What the exercise asks —
Which lines in the listing below contain the word "woman"? Copy each one out in full.

Dataset rows —
<<<<
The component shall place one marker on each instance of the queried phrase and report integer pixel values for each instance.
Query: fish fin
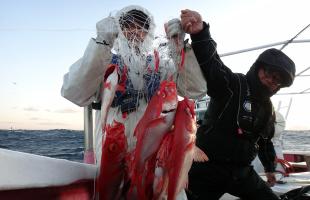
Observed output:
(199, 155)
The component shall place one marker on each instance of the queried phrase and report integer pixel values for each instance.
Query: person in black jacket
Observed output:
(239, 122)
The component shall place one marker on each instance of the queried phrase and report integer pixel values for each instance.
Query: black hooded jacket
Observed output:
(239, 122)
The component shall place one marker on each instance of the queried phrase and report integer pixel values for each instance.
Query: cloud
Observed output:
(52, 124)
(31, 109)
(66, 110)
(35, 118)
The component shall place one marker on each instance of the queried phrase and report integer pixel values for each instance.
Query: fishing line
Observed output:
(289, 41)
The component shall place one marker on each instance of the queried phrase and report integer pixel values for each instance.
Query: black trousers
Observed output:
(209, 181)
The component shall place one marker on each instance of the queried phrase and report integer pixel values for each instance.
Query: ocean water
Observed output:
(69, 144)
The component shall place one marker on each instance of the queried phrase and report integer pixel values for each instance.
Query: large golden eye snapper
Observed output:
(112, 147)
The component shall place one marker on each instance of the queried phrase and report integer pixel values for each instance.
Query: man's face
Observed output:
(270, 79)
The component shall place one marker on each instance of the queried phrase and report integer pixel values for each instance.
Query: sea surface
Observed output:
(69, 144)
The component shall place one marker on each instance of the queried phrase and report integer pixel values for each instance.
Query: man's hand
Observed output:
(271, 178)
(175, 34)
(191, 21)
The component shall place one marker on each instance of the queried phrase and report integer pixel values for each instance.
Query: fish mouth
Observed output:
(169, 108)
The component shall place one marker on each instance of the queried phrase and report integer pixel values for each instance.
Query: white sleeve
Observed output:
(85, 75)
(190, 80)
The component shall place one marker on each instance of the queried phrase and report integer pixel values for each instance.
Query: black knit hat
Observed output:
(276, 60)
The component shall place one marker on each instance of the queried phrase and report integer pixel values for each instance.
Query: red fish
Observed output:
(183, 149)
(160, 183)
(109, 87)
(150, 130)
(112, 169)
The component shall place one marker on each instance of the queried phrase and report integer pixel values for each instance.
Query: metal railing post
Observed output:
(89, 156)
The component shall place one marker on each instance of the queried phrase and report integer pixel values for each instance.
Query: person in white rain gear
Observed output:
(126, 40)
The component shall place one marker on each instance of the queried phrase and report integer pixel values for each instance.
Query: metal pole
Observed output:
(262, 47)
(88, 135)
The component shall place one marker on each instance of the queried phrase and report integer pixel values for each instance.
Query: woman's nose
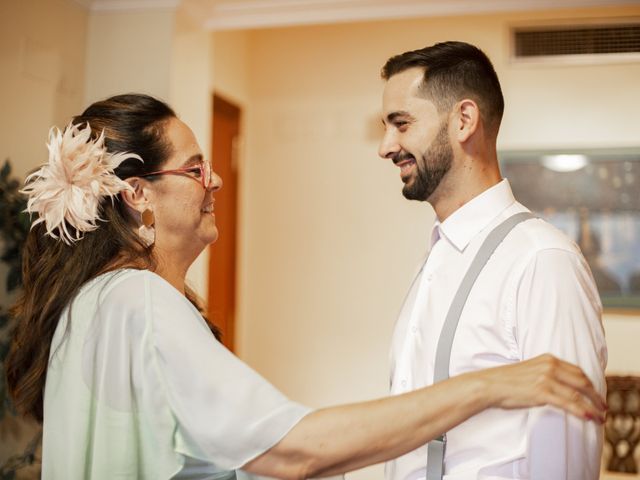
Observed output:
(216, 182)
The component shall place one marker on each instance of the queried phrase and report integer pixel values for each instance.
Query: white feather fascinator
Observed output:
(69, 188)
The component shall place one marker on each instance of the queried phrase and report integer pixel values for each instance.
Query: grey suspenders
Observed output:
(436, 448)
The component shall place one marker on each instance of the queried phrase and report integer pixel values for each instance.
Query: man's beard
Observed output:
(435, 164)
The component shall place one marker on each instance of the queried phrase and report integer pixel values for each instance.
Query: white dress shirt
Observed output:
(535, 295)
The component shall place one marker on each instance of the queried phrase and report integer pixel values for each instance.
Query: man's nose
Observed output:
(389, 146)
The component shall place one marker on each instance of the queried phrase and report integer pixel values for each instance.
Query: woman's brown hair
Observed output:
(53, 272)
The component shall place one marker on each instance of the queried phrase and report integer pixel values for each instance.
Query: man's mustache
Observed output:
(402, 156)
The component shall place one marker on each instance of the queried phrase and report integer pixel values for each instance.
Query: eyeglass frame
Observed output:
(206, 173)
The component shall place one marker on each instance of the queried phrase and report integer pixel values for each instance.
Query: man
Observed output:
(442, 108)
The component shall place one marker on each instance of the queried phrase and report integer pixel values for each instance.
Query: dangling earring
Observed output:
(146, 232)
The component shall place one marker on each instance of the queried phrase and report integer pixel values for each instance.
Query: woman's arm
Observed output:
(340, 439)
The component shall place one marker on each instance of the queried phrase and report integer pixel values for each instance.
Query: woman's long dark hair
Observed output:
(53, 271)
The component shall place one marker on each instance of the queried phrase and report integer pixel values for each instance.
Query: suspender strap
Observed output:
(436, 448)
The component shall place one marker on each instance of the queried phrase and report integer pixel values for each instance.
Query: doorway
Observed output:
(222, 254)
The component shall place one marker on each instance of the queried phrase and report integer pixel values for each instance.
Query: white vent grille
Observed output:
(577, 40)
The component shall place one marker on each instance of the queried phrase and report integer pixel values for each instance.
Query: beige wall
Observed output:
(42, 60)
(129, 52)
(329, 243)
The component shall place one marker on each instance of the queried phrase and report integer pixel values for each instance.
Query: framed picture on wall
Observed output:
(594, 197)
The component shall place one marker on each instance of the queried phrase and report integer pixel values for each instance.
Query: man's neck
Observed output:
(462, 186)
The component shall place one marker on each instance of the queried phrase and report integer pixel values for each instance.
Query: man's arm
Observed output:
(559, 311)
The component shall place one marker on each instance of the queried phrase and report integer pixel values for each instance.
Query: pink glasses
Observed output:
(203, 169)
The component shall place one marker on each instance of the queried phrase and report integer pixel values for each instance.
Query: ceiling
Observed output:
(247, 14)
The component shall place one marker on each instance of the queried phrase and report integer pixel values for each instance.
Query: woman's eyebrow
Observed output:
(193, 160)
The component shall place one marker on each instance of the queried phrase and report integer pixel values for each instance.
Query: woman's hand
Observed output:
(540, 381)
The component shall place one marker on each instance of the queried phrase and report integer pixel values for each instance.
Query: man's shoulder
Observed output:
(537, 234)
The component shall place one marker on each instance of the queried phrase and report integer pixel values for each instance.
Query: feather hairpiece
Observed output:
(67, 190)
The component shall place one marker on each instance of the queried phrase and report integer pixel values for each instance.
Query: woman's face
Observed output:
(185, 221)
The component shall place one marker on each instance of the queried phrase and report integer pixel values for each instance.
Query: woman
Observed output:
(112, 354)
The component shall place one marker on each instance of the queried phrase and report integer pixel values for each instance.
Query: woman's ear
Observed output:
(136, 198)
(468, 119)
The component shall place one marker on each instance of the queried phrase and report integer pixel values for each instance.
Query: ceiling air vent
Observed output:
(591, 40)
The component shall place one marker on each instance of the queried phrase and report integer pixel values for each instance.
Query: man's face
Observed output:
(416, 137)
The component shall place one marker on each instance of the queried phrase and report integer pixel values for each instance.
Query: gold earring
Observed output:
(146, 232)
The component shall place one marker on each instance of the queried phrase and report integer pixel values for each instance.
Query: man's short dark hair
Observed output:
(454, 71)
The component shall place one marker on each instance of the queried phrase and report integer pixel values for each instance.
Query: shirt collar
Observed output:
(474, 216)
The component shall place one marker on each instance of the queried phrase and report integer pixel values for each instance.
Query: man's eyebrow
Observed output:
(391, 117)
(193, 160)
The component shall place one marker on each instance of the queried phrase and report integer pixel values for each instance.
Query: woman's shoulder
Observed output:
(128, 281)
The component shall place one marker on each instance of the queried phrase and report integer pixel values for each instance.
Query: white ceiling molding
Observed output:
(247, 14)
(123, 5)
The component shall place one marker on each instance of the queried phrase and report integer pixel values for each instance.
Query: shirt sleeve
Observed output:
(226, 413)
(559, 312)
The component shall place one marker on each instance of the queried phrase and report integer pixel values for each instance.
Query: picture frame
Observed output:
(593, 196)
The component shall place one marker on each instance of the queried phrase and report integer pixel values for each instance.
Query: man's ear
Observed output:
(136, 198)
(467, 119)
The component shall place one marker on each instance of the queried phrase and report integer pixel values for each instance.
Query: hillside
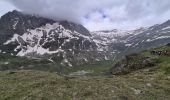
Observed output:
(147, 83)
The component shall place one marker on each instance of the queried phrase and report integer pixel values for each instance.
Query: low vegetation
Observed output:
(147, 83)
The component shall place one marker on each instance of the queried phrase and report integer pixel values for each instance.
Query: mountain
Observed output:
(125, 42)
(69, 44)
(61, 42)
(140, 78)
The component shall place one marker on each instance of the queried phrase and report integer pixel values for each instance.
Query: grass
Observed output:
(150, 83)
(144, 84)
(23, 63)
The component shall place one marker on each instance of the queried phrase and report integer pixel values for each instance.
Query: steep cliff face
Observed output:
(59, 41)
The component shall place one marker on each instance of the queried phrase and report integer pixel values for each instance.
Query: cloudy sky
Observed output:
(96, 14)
>>>>
Complete output —
Query: woman's nose
Query: woman's brown hair
Query: woman's arm
Query: woman's long dark hair
Query: woman's eyebrow
Query: woman's hand
Query: woman's face
Query: woman
Query: woman's ear
Query: woman's shoulder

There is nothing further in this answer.